Top of Data extracts
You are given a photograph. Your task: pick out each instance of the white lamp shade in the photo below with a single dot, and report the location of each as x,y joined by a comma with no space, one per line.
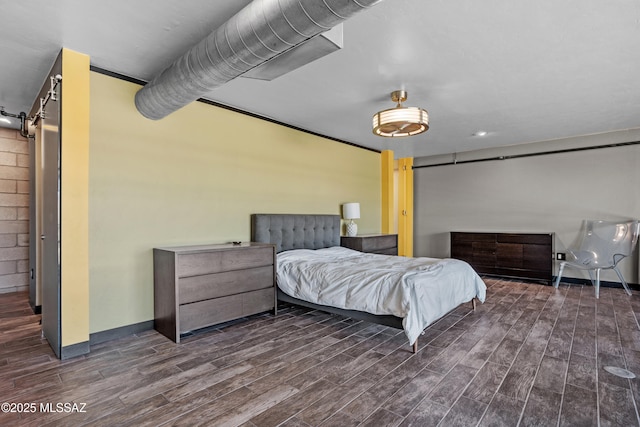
351,210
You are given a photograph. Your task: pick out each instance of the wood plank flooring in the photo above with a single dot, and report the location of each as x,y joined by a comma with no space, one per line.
529,356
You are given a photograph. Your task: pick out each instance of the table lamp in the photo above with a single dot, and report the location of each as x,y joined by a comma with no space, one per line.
351,211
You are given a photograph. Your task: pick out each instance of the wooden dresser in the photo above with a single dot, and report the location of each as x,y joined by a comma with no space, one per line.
386,244
518,255
199,286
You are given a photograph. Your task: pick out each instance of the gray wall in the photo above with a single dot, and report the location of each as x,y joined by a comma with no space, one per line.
549,193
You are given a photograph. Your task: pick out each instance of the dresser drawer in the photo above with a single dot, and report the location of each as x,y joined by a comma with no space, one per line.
201,285
198,288
200,263
217,310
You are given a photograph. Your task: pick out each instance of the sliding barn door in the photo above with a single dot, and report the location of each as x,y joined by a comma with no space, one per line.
49,127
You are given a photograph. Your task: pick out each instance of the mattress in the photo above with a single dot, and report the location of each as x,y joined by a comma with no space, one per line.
418,290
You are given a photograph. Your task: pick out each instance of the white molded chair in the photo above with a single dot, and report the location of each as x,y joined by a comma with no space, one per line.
604,244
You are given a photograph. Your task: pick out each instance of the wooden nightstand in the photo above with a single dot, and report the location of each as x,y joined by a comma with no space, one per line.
199,286
386,244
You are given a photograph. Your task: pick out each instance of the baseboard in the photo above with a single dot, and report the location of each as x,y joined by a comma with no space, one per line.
74,350
121,332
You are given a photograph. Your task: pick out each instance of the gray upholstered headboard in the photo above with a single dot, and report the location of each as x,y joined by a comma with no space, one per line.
296,231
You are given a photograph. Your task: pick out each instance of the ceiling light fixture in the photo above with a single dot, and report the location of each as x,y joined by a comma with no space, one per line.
400,121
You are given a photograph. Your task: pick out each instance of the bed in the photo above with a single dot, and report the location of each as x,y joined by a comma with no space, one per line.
405,293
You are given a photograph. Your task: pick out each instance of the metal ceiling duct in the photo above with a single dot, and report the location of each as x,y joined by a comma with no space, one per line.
259,32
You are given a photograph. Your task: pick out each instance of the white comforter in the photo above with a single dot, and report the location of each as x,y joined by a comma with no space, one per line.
419,290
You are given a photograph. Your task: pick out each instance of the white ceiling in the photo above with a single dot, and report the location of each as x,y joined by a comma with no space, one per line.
523,71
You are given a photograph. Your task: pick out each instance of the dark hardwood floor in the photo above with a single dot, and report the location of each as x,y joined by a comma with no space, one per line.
531,355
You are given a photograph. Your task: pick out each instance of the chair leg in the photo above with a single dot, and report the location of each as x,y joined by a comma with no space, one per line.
557,283
624,283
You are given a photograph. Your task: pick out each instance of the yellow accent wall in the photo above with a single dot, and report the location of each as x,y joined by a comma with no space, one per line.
405,206
386,170
74,193
195,177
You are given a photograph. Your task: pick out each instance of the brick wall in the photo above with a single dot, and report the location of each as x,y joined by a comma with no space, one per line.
14,211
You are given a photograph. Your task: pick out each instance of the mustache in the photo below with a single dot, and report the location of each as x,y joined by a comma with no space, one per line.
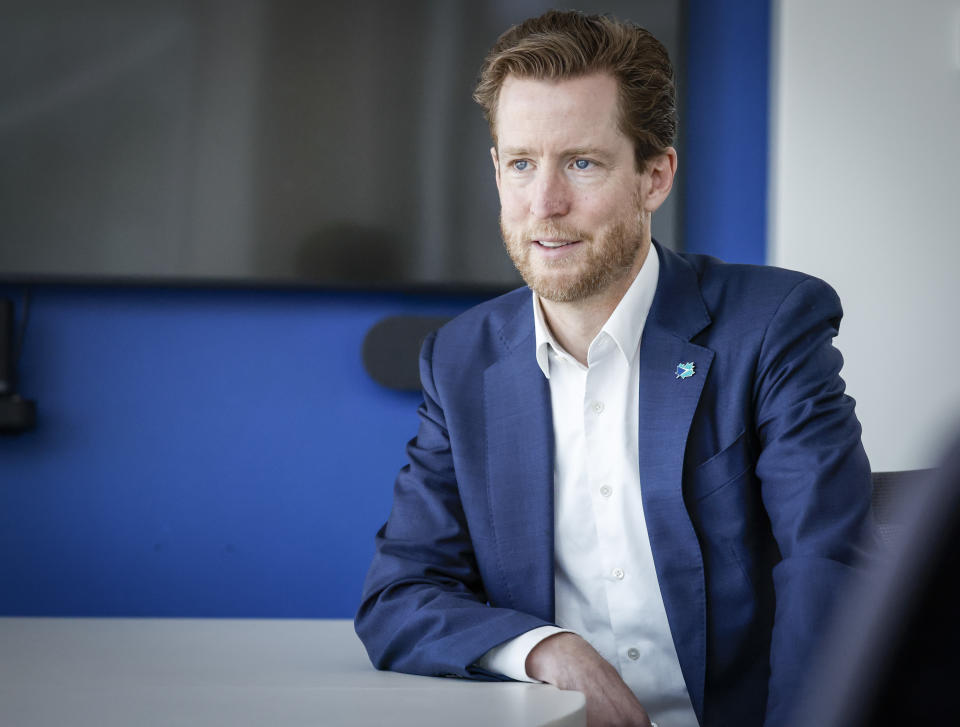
554,230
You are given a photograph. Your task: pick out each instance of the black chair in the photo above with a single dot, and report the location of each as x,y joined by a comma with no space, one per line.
891,491
894,656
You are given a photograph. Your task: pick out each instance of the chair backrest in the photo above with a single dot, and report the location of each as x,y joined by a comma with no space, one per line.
890,491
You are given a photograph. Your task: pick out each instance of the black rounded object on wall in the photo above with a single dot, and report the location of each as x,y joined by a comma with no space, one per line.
391,350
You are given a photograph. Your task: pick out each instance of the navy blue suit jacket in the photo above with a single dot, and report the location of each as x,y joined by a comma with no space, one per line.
756,488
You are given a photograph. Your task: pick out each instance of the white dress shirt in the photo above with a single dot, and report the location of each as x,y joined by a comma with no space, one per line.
606,588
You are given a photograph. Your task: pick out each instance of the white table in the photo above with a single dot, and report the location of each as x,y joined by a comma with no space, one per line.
146,672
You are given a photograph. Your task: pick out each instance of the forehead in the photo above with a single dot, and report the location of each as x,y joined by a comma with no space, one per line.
579,111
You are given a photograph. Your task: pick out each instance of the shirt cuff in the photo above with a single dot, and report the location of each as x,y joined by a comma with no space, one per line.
510,657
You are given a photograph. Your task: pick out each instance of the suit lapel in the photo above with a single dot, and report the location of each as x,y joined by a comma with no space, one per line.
519,464
667,407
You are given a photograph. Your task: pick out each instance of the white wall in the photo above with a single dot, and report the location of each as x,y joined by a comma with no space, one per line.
865,193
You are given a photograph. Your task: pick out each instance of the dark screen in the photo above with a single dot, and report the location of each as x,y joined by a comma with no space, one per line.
262,141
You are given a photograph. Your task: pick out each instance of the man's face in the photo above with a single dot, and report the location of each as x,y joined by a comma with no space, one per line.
569,188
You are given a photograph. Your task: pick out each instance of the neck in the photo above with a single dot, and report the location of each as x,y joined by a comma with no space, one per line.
576,323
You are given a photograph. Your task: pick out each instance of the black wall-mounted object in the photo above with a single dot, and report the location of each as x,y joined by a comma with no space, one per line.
16,414
272,142
391,350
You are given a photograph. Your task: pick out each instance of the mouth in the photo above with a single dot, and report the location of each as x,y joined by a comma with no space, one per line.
554,244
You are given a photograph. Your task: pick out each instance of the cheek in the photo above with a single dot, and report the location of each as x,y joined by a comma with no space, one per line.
513,204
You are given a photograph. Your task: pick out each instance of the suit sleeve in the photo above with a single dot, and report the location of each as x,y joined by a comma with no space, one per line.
815,480
424,609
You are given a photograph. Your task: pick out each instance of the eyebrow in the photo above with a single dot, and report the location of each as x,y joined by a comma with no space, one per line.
586,151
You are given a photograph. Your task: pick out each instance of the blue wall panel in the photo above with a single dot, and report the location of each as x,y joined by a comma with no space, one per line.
199,453
725,129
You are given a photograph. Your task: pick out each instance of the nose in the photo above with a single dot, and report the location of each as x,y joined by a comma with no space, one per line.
550,196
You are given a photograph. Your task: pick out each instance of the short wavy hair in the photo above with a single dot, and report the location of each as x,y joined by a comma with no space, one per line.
568,44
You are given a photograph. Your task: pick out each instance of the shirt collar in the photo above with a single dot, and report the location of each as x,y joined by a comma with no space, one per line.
625,324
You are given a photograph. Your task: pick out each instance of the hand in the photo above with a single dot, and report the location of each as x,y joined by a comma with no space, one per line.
568,662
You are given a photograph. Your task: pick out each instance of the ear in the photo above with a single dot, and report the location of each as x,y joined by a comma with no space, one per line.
658,179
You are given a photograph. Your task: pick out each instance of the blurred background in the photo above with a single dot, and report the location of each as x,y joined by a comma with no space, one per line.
205,207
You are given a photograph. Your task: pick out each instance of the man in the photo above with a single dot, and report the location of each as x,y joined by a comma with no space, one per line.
646,483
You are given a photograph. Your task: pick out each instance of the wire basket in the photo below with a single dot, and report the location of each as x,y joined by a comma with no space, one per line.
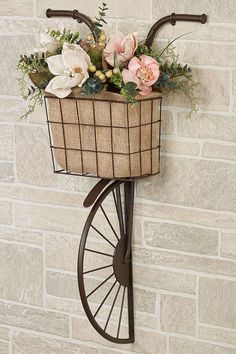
Bottom of Data extracts
Work to complete: Pictures stay out; all other material above is restated word for word.

Answer to this problem:
You are given a photograph. Your task: pick out each instance of the white lamp shade in the photo below with a single dot, and report the location of each as x,y joined by a comma with no space, one per line.
351,210
You are given a photograph. Your task: pick out each instance of the wood plank flooring in the photo above with a single dot, and report the location of each as x,y joined by a comma with no space, one per line.
529,356
You are given a photograph. Your task: pick out each instance of the table lamp in the photo above with a single dot, and report the location of each as x,y joined by a comma with no space, one per line.
351,211
You are given a photograph. Your task: pick out each instance of the wooden dresser in the photo above with a single dot, and report the location of each as x,y joined by a comma with no space, one per line.
386,244
518,255
199,286
You are given a photograph. Your task: pick out each instance of the gray wall in the photo above with a single dot, and report the location of each as x,y joined by a comma with no space, one per line.
549,193
You are given a photograph. Your task: pick out each instance of the dresser drawer in the photo above with a single dot, and report the location of each as x,y joined by a comma with no space, one per line.
201,285
198,288
200,263
217,310
You are given a photograph. Your task: pick out each instance of the sliding barn door in the photo above with a single dot, and report the location of each as x,y joined by a comma with no space, one per line.
49,127
You are given a photograph. Your task: pick out each instance of the mattress in the photo above with a single dot, and report the location of each as x,y joined by a comma with no space, one per line.
418,290
You are given a photograph. Your task: pick out each instance of the white molded chair in the photo above with a single dot, and report the location of each as x,y joined by a comma with no space, one per line.
604,244
You are given a photograph. Your task: pick out each instance of the wooden nightstand in the photo above with a single dot, and report the location of each as x,y joined by a comma with no space, one per line.
199,286
386,244
You are given a photograph. Your task: pick out each instance of the baseboard in the photo above with a single dot, and report the location of each as x,y joined by a comma with no space, one per line.
74,350
121,332
You are given a photograph. Your task: pick out each instance of the gray upholstered headboard in the photo above with a single dot, and report the location of each as x,y joined by a comma with no space, one per line.
296,231
You are given a photograph. Your task: pick out each instance of the ceiling light fixture in the photo above with a single dot, and report the location of each as x,y joined by a comma with no space, one per line.
400,121
You are given a photograph. Your task: pick out each instance of the bed in the photo above with a single dot, and report the location of each as x,y joined by a comma with no space, one per line.
405,293
You are given a photograph. Your task: pick out each instance of the metal ceiling duct in the photo above with a single dot, and report the location of each as x,y joined by a comma with no space, one per line.
259,32
You are given a photograph. Your task: pick out each instance of the white comforter in the photo above with a single dot, and report the location of each as x,y joined by a comma with no space, one per line.
419,290
You are given a photograph. Your task: pick out each instance of the white ceiling in the photo above with a single dot, and report the location of each as x,y joined by a comma with no space, one per line.
523,71
You are given a photograph. Your task: pick out each instance of the dark hardwood floor in the photo above with a single dot, and report the location of each as x,y joined by a comma with no space, one per line.
531,355
You are given a photograph. Your task: pick out each instance of the chair leg in the photo above with a single dot, and report the location of each as x,y joined by a comma with no space, one per line.
557,283
624,283
You are given a photograph. Your task: pick out each instance of the yellow accent wall in the photo above with a single dot, and report the location of each as x,y joined by a comma with no space, one per line.
405,206
386,170
74,193
195,177
You are given a photograph. Your task: pick out each instance of the brick wall in the photo above with a single dot, and report the location of each as x,y joined by a comma with no space, one per line.
14,211
You are given a photograph. Your task: pick out each instance of the mustache in the photo below with a single dot, and report the location of each as x,y joined by a comma with no space, one per line.
554,230
You are given a photograph. Your task: pick out each instance of the black chair in the photo above with a single dot, and report the location of each as x,y joined by a comma with no space, one per line.
891,491
894,656
You are given a photograph. Your task: pick out each instance of the chair backrest in the photo above with a single dot, and report the location of each as x,y joined by a comma with no space, one per line.
890,491
You are given a photograph. Your task: pick out each instance of the black rounded object on wall in the photo above with a single dot, and report the location of each as x,y joined by a comma with no space, one per line.
391,350
You are given a photograph. Your task: pick out each instance of the navy blue suit jacket in the photo above with a single dot, and report the location of each as x,y joined by a comma with no space, one per line.
756,488
You are given a photograph. Your task: pick out each instance of the white dress shirt in the photo above with a single dot, and report the location of each as x,y joined by a comma with no space, one per line.
606,588
You are given a photograph. Your task: pick out each instance of the white table in the photo above with a single dot, and report the location of each as x,y joined by a comma with no space, one per line.
146,672
You are given a photograph. Your task: pick out each instance of the forehead in the photo above with a single dot, and report the location of each as x,y joined by a comma with no space, one per line.
579,111
You are given a photograph. Your task: pick out each instance of the shirt cuff in the photo above with a single dot, and report the location of each as x,y joined by a comma with no space, one per line.
510,657
You are given a photograph. Your task: pick out each instance of the suit lapel in the photo above with a single dot, and report the location of each as x,y joined by a comma with no space, one per line.
519,464
667,407
You are given a photograph. Your task: pick out each instance of the white wall in the photo above with a single dot, and report the location of each as x,y joined by a comma with no space, one per line.
865,193
You are given a photograph. Your task: pick out each instance of the dark screen in the photo above with a single dot, and report the location of each as x,y joined by a comma with no space, one per line.
262,141
You are given a photograph. Your task: pick out each instance of the man's face in the photo above with a single dot, and report the location of each as x,y joined by a comma with no space, one per line.
569,188
You are given a photograph. Your task: pick out each instance of the neck in the photo above with a single dot, and report the location of each as x,y joined by a comma with no space, one per line.
576,323
You are given a photograph. Your task: pick out each instance of the black wall-mounted object in the photo above with a single dot, and report the location of each as x,y joined by a comma with no space, one per line.
16,414
272,142
391,350
You are given a photograph. Your task: pick out each instance of the mouth in the photo above with a single dot, and report the location of each as x,y joined by a comma with no space, one per line.
554,244
You are given a photograph. Your task: pick out each instance of the cheek in the photo above with a single dot, and report the location of each as x,y joined by a comma with no space, one per line.
513,204
You are given a photograph. Your task: pick out each instance of the suit sleeve in the photo above with a single dot, and report the location of each as x,y joined by a comma with no space, one per line.
815,480
424,609
You are given a photograph. Your task: pick out each instance of the eyebrow in the photo above with a single dot, and report the location of each as x,y joined by a comma with no space, one per line.
586,151
You are given a photograph. Your task: pick out each instance of the blue wall panel in the photo above with a single dot, and report the location of each as x,y joined by a comma with no space, one per line.
199,453
725,129
You are given a photograph. Your task: pick out each instance of the nose in the photo above with a single dot, and report the location of each as x,y joined by a comma with no space, one per line.
550,196
You are given a photograph. Your task: pick out each instance of the short wavy hair in the photo above with a single dot, and report the location of each as x,y joined by a comma with no space, one per line.
568,44
You are given a photograph. Your task: pick out each instance of the shirt collar in the photo above with a single dot, and report the location of each as x,y joined by a comma with no space, one per line.
625,324
You are given a photograph. Your task: pick out each instance of the hand in the photo above with a single dot, and report the location of each as x,y joined by a comma with no space, one per line.
568,662
You are given a photograph. Your task: pick out each instance of the ear in the photo above with a single dot, and report the location of each as x,y joined by a comma with no space, one per line.
658,179
You are given a photograph. Your task: pick out each instance of the blurred background in the photo above with a single dot, and report the location of each as x,y joined by a comma with no space, one per line.
205,207
You are given a photograph. Your task: pick out each instance of the man in the photo above with a single dot, and report the location of each as x,y joined by a comma with no space, one per line.
646,483
You are given a photograph. Your task: pick out each instance of the wire basket in the photo below with a single dot, and report the location of each as x,y joined by a comma with no space, one per line.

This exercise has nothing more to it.